# WHAT YOU HAVE TO DO:
Beginning with the line where "Check that each instance of the double" appears, repeat every remaining line of the entries exactly, the last line included.

********************

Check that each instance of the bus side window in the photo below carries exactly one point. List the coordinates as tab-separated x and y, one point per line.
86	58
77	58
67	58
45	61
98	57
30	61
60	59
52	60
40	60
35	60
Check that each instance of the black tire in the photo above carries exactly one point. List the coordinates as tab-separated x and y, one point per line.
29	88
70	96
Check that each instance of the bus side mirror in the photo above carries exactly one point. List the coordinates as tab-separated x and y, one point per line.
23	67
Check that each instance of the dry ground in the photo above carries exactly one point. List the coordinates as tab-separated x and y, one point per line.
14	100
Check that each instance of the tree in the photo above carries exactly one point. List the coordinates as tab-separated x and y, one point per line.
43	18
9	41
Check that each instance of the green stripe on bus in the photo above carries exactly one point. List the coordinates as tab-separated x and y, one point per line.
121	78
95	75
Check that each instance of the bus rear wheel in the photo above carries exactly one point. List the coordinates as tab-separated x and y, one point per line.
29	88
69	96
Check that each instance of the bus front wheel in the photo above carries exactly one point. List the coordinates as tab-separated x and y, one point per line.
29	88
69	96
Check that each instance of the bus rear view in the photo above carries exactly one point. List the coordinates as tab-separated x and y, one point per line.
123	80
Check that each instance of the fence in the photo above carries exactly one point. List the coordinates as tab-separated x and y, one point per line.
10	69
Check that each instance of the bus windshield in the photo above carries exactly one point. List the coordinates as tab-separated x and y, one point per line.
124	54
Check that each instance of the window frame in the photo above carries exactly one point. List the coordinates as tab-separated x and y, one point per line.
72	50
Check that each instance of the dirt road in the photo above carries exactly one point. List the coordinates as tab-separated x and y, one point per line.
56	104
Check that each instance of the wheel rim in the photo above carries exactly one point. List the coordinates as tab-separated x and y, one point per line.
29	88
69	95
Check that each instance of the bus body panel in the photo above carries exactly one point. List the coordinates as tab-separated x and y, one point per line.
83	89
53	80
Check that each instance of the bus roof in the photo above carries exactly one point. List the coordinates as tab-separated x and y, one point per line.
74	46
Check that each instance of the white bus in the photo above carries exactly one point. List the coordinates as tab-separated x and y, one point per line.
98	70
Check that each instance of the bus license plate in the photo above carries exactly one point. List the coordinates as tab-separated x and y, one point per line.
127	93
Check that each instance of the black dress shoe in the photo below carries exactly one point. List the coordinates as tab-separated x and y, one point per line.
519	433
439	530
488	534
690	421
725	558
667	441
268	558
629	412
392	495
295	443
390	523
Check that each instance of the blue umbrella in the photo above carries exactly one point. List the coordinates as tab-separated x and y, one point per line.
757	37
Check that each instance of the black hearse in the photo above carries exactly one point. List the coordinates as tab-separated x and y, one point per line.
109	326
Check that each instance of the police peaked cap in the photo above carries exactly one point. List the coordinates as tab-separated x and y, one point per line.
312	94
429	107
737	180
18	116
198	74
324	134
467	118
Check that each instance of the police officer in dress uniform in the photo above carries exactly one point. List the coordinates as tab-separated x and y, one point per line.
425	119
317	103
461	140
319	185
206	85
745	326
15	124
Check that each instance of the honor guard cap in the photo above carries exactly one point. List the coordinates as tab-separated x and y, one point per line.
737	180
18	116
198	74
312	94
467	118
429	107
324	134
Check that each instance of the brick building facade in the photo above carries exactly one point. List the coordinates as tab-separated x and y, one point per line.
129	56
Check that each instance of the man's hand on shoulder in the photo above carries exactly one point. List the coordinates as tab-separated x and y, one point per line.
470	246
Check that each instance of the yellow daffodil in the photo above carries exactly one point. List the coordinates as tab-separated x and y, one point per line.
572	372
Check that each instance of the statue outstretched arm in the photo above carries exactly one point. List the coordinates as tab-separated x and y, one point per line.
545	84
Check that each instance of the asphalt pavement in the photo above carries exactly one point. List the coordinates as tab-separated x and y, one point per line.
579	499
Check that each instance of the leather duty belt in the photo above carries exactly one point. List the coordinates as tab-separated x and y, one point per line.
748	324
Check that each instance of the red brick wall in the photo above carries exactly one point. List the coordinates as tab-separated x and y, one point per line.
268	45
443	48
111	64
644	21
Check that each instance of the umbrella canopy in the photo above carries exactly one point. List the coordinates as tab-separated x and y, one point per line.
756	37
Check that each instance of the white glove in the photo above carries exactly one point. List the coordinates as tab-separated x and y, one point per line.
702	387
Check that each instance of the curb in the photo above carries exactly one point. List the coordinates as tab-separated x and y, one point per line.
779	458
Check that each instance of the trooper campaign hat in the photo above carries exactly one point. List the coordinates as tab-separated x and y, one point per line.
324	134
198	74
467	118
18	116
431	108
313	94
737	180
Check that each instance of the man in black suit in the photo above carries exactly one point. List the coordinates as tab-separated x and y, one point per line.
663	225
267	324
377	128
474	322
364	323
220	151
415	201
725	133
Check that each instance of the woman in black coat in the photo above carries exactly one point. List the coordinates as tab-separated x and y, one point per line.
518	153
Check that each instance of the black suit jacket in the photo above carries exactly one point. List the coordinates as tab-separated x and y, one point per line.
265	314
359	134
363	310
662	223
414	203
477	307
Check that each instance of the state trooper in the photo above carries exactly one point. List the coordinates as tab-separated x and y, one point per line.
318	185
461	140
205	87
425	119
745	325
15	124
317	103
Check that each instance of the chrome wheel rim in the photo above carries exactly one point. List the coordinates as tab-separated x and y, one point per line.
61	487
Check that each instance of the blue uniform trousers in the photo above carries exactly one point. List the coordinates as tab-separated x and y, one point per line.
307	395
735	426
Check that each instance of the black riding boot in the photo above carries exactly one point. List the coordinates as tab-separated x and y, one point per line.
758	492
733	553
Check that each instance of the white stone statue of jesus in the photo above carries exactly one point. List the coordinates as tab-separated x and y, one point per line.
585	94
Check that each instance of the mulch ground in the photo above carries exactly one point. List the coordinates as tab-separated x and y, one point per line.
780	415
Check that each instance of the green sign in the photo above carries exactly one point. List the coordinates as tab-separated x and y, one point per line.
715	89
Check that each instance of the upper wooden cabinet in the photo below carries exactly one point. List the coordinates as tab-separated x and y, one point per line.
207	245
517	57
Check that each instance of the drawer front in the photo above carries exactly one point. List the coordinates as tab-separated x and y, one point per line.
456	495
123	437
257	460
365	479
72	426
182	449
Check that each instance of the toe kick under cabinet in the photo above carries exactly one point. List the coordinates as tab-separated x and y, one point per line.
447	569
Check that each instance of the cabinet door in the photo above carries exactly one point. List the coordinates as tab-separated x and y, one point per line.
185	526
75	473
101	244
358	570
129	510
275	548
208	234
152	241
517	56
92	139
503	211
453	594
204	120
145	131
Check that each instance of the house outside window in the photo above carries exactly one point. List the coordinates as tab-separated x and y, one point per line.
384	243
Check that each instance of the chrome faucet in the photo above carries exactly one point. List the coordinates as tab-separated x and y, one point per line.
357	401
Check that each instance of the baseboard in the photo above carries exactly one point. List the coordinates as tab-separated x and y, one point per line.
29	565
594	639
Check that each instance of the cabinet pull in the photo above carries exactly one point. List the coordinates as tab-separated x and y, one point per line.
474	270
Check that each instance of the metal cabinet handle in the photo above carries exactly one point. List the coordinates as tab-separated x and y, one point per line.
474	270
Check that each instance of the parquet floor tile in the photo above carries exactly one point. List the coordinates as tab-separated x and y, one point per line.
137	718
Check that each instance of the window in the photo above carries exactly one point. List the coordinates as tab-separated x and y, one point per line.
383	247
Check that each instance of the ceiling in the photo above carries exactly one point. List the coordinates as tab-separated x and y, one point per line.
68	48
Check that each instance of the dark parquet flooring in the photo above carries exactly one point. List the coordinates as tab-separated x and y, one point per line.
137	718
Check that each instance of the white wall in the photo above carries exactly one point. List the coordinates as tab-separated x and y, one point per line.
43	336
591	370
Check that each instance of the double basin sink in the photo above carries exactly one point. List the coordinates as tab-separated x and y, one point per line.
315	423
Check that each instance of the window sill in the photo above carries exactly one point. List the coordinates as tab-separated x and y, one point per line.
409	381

********************

# EXERCISE SOLUTION:
Check that each instance of the double basin sink in the photo above carries exactly one point. List the coordinates as tab-separated x and y, one point per line.
315	423
Check that each instance of the window sill in the photo above carries exactly one point. List the coordinates as tab-separated x and y, one point per line.
409	381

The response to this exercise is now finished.